══ PASSAGE TO READ

Here’s the story: I teach reading to adults in Watts. Two years ago, I was “volunteered” to sing at the Black History Month potluck for faculty and staff. As I occasionally brought my guitar to sing for students, the committee thought I might be game. Oh, and by the way, could I include this spiritual (which I knew) and that 1960s song (which I didn’t). Honored but somewhat daunted by the prospect of being a Jewish white girl helping to represent African-American history, I took a deep breath and said said….”Sure!” And went home to learn the songs.
As I played and pondered, I resisted the fact that sorrow seemed to be the primary note in the selection. I felt the urge to tell a broader story — and one that included women. Then I remembered a song by singer/songwriter Amy Dixon-Kolar, which had gone viral during the 2008 elections. In a moment of “Match, meet Imagination,” I cobbled together bits of five different songs into a six-minute mashup. I practiced like crazy and, on the day of the event, I gave myself dress rehearsals by singing for my students – both classes – and wandering into any other classroom that would have me. That was fun. Good to go.
However, when I arrived at our event center, I realized that I was walking into more than a little lunch. The room had been turned into a mini-museum. Staff members had brought in family and historical memorabilia, beautifully displayed around the perimeter. The program featured special guests like Clarence Huntley, one of the original Red Tail Tuskegee Airmen, James Marshall, director of the Museum of Slavery to Emancipation, and…well…me. When I got up to sing, I could not have anticipated the response.
With Black History celebrations carrying us through this month, a student asked if I would bring my guitar again. “I’m not on the program this year,” I told her. “I meant to sing for us,” she said.
I promised I would. But I also thought it was time to move past my shyness and share the video of that first performance. It is not a great recording, but perhaps friends and former students will enjoy it.
Oh, and I just got drafted to sing it again…this time for the whole student body! Wish me luck!
Songs sampled in the mash up:
I’ll Fly Away is a gospel hymn written by Alfred E. Brumley
Swing Low, Sweet Chariot is an old spiritual.
Abraham, Martin and John was written by Dick Holler and first recorded by Dion
We Shall Overcome is an old protest song adopted by the Civil Rights Movement
Rosa Sat by Amy Dixon-Kolar You must hear Amy sing the whole thing. Gorgeous!

════

WORK TASK:
In one to three sentences, explain why the writer of the story about the Black History Month potluck brought in a song by Amy Dixon-Kolar and combined several songs. Work only from the story about the Black History Month potluck.

══ SUPPLIED DATA

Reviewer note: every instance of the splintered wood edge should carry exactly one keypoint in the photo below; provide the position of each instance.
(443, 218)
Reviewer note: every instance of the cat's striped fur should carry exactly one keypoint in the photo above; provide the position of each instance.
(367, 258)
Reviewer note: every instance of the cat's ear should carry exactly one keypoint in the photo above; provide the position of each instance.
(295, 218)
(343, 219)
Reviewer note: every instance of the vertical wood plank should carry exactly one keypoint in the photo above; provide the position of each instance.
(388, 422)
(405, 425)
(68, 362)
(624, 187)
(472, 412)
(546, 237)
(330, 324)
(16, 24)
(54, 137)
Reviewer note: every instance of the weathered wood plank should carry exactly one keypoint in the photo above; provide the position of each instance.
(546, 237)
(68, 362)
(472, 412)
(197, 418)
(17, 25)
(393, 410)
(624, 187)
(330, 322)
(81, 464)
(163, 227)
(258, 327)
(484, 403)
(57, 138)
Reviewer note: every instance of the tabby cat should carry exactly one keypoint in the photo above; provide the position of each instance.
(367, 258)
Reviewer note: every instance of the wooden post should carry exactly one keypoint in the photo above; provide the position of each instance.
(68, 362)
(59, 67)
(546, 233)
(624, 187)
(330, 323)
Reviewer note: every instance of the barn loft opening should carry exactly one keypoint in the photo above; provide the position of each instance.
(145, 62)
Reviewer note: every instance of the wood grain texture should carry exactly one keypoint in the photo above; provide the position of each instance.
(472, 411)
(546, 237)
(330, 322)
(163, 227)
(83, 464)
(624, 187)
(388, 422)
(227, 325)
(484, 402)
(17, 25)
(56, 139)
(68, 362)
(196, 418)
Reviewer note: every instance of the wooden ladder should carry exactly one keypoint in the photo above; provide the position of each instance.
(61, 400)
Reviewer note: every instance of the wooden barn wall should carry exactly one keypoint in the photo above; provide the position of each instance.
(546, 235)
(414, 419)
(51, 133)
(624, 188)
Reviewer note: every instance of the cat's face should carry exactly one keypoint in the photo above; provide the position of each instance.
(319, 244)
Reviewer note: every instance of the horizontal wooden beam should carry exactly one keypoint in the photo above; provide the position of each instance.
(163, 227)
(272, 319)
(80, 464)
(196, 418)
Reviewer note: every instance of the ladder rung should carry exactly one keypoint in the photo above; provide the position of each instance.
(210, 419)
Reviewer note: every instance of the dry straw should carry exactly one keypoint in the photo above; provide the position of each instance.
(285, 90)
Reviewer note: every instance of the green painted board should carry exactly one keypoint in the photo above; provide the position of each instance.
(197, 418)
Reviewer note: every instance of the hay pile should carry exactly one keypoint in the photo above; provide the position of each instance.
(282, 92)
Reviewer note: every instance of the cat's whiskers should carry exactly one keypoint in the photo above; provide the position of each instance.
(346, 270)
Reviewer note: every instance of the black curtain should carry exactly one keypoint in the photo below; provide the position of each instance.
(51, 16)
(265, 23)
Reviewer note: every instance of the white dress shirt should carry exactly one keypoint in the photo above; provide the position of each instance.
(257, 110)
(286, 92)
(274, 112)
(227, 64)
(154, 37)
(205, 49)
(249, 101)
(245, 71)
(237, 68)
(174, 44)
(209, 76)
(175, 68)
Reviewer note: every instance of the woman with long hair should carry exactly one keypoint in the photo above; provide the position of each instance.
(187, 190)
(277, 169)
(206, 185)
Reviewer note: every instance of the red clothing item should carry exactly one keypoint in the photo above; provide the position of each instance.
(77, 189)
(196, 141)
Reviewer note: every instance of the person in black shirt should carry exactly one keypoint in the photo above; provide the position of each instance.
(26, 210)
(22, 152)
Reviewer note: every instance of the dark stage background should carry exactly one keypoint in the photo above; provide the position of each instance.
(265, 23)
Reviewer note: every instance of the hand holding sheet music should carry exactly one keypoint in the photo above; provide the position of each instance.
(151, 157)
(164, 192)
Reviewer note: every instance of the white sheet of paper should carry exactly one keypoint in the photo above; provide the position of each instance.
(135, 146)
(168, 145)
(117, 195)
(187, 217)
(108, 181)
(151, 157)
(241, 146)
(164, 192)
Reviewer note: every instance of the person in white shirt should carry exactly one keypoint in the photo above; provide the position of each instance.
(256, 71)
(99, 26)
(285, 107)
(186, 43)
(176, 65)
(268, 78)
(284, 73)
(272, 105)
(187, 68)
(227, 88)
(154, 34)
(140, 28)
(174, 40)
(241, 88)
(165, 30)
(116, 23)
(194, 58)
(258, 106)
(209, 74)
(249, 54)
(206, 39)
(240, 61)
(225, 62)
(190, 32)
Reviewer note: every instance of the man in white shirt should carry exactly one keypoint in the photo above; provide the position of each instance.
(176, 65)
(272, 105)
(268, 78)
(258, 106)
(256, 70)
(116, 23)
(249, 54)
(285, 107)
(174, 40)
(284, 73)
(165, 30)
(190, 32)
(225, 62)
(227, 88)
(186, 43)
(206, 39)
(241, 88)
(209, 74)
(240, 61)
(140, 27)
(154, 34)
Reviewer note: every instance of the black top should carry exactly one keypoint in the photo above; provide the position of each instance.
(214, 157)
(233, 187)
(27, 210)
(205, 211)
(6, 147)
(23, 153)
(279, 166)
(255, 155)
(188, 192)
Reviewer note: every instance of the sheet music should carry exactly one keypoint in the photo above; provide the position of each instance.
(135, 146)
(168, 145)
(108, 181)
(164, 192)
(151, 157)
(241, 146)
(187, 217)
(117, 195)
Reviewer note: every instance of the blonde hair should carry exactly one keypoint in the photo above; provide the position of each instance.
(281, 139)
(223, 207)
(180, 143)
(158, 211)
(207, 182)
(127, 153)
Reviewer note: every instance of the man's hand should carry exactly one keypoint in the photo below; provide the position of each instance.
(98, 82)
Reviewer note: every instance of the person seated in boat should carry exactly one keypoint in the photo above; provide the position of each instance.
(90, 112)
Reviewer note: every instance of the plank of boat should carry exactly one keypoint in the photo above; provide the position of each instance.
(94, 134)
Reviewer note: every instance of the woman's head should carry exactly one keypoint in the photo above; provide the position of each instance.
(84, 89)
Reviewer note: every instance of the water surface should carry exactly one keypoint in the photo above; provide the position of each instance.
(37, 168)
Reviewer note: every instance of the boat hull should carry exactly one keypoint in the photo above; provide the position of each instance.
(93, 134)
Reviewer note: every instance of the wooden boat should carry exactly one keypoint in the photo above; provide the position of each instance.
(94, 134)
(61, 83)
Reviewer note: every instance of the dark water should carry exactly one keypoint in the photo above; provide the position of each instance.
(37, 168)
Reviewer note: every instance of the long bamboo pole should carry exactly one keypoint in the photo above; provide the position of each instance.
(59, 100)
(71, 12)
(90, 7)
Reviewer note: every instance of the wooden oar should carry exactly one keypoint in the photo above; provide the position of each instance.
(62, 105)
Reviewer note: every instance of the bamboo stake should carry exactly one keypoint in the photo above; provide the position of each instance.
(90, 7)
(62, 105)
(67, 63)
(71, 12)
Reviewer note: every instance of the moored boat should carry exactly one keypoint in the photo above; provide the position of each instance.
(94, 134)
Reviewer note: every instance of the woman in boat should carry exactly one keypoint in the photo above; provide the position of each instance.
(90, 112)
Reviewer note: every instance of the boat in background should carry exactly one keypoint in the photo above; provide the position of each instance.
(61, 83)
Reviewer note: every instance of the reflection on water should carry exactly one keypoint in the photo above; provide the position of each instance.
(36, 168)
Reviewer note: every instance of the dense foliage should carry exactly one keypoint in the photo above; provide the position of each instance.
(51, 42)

════

TASK RESULT:
While practicing the assigned songs, the writer resisted the fact that sorrow seemed to be the main note in the selection and felt the urge to tell a broader story that included women. That led the writer to remember Amy Dixon-Kolar's song and cobble together bits of five different songs into a six-minute mashup.